* **Set exercise**:
Please pull out each row below that contains the word "island". Case counts.
[start Listed records]
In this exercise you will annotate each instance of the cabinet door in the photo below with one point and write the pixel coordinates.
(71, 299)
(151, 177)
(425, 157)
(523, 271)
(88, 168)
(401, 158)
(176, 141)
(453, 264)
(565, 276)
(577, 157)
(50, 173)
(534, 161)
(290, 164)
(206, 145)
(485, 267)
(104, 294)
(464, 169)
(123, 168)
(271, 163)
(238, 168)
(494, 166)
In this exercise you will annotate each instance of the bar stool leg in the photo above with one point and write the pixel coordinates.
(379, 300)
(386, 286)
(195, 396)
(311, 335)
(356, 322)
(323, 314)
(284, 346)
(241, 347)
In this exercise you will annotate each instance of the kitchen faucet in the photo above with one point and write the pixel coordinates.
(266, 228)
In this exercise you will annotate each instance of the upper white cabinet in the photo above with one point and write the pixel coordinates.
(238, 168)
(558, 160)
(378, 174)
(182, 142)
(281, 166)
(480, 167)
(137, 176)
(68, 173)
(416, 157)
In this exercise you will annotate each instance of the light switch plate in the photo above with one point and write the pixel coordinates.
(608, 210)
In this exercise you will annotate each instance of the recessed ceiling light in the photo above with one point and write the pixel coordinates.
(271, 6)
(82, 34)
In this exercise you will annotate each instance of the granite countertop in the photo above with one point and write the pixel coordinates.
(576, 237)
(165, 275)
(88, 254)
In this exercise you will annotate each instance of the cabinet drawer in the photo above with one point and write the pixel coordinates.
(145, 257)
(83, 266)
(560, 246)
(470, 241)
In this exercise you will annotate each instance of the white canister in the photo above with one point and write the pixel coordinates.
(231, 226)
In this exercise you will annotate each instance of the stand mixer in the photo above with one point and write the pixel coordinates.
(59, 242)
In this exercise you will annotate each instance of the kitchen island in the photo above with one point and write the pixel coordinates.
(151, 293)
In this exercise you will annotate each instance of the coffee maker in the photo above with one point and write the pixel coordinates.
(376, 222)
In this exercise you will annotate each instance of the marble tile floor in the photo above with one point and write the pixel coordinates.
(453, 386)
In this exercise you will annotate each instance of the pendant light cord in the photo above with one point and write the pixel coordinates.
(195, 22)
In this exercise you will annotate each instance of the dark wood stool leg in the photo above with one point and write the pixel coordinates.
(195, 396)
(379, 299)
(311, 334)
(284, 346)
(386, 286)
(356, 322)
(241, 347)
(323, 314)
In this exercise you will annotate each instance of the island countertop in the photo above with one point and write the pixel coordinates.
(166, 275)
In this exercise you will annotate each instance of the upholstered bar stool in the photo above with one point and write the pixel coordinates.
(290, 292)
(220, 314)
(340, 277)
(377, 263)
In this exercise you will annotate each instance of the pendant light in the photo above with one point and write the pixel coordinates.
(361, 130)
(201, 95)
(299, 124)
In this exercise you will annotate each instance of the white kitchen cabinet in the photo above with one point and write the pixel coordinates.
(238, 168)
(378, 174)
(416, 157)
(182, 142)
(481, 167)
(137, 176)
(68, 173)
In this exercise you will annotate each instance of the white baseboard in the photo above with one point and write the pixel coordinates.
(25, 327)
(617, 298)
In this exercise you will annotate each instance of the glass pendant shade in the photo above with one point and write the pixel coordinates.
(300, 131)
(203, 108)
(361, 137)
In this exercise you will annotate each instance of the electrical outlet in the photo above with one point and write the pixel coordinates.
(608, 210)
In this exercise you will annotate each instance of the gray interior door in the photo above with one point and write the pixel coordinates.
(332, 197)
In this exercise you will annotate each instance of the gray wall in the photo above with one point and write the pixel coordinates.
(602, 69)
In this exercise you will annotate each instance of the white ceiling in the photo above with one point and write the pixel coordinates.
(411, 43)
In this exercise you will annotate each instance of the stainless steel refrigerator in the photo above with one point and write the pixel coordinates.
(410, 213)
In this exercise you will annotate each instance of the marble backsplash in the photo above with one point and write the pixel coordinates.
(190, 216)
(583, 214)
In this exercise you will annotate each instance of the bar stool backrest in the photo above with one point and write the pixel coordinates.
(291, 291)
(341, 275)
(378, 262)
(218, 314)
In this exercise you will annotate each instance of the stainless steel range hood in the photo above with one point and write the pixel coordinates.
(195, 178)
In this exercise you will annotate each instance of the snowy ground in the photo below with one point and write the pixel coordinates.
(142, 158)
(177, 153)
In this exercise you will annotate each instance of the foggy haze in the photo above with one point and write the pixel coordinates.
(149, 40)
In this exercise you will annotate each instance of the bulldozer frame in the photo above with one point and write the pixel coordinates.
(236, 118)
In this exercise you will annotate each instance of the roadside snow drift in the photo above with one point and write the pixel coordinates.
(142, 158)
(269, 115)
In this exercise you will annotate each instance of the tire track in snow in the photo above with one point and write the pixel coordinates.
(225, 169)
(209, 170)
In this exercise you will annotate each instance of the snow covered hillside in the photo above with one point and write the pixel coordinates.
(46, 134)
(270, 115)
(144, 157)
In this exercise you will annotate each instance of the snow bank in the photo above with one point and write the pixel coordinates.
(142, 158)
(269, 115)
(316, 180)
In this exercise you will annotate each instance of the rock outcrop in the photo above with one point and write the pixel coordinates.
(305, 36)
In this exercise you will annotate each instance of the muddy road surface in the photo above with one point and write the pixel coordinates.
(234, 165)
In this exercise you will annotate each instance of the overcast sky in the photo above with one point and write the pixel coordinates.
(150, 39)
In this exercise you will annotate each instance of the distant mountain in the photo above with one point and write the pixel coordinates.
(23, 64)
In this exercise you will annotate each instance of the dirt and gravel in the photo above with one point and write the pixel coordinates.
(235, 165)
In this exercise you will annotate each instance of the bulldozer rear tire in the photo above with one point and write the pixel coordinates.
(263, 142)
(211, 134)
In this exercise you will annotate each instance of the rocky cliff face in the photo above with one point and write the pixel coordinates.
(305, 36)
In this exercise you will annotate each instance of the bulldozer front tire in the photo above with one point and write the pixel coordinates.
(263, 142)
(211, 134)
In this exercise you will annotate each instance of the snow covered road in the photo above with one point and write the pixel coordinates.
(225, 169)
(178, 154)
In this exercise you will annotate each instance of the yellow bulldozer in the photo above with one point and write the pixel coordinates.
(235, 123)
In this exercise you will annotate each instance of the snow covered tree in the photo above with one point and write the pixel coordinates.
[end Listed records]
[start Listed records]
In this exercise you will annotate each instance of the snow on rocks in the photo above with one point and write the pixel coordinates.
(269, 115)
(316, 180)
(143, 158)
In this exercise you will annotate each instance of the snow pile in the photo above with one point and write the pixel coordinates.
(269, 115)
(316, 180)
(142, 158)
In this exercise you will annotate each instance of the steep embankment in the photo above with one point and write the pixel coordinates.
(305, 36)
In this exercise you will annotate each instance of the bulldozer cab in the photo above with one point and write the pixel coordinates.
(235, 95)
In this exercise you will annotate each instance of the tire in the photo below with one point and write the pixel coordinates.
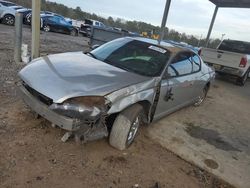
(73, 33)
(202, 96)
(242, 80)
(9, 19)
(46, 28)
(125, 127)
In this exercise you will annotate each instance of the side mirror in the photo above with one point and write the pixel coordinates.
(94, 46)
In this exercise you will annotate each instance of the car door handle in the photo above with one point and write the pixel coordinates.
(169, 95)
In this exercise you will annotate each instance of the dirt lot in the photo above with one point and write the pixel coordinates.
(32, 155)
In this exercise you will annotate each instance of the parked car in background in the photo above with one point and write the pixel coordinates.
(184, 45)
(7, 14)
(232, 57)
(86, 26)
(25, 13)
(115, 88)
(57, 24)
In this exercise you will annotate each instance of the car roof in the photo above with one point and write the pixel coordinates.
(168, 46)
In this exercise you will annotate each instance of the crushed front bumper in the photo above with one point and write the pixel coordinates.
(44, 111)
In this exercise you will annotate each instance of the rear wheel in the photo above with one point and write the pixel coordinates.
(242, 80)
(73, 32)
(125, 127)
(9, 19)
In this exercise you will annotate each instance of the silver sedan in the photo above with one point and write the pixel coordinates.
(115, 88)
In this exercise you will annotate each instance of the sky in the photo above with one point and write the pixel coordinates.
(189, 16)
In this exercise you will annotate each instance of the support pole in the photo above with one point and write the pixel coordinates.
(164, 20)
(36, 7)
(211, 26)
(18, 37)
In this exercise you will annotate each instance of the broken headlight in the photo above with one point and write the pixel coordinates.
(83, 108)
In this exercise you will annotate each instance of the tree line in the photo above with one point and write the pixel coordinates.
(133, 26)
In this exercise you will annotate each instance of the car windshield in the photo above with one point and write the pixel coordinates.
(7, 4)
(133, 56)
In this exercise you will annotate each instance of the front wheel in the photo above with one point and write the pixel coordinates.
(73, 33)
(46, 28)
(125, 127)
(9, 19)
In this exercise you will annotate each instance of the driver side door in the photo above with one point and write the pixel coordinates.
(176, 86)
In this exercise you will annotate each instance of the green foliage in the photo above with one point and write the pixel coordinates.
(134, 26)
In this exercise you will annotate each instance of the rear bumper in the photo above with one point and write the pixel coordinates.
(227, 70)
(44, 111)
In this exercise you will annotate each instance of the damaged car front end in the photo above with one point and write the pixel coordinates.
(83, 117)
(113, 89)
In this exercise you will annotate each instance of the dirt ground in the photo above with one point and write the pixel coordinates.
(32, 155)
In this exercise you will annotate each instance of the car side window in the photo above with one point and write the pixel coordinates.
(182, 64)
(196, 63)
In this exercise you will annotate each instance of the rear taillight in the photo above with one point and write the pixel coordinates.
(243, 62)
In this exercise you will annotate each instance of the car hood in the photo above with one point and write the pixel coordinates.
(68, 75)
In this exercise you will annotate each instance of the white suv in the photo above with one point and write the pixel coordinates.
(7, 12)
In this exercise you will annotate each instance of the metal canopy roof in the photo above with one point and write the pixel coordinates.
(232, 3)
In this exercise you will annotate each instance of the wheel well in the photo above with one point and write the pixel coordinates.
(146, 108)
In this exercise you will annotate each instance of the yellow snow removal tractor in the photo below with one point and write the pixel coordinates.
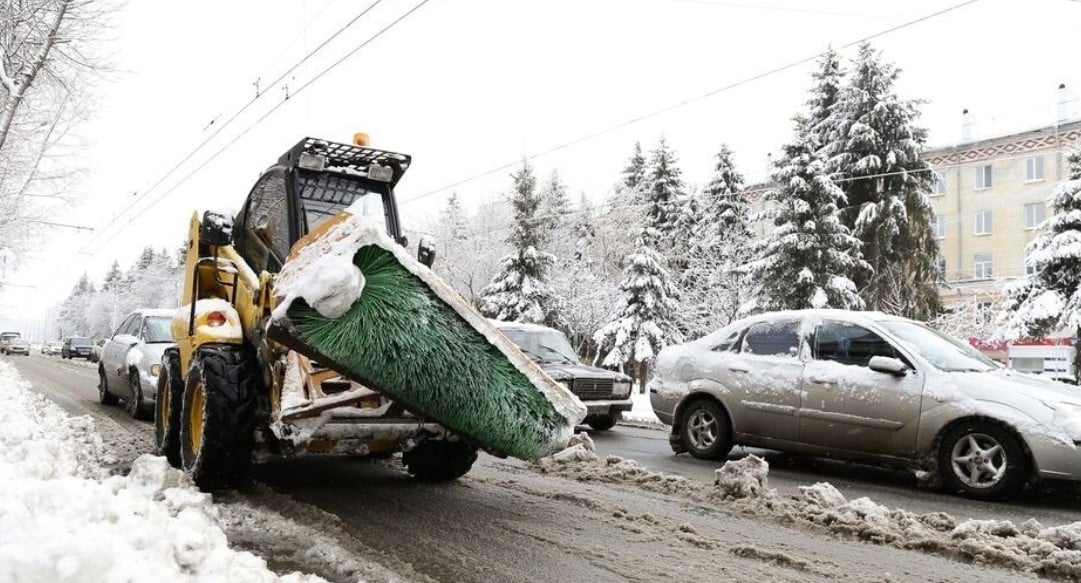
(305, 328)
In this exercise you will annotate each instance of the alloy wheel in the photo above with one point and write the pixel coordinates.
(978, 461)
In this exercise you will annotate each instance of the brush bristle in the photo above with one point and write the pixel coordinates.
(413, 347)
[end Listed records]
[start Listed records]
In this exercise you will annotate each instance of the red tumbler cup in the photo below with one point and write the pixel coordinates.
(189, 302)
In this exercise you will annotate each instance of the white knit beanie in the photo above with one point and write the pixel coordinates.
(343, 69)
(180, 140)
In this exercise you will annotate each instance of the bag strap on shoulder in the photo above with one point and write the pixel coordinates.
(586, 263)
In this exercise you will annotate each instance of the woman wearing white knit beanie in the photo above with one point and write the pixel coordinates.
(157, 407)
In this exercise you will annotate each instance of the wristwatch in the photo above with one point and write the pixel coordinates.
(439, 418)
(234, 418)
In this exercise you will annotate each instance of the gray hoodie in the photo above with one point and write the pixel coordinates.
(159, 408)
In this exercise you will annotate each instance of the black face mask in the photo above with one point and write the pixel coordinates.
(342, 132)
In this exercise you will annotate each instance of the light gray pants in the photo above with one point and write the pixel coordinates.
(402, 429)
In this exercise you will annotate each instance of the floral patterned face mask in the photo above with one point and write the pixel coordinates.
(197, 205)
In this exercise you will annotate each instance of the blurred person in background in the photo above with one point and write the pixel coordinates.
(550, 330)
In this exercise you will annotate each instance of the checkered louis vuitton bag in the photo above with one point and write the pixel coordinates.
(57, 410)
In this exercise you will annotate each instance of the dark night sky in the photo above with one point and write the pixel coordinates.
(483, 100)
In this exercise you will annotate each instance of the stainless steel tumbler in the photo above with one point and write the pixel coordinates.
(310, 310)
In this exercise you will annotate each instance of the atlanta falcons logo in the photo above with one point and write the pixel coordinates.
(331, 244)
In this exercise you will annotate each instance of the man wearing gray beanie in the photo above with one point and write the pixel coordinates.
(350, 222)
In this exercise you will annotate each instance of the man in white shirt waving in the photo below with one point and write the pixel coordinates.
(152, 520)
[end Listed records]
* **The answer**:
In this exercise you will annotate each instance of the kitchen island in the photo above with one point and write the pixel coordinates.
In this exercise you will annotate each instance of the island countertop in the photo above with one point and write the pixel coordinates.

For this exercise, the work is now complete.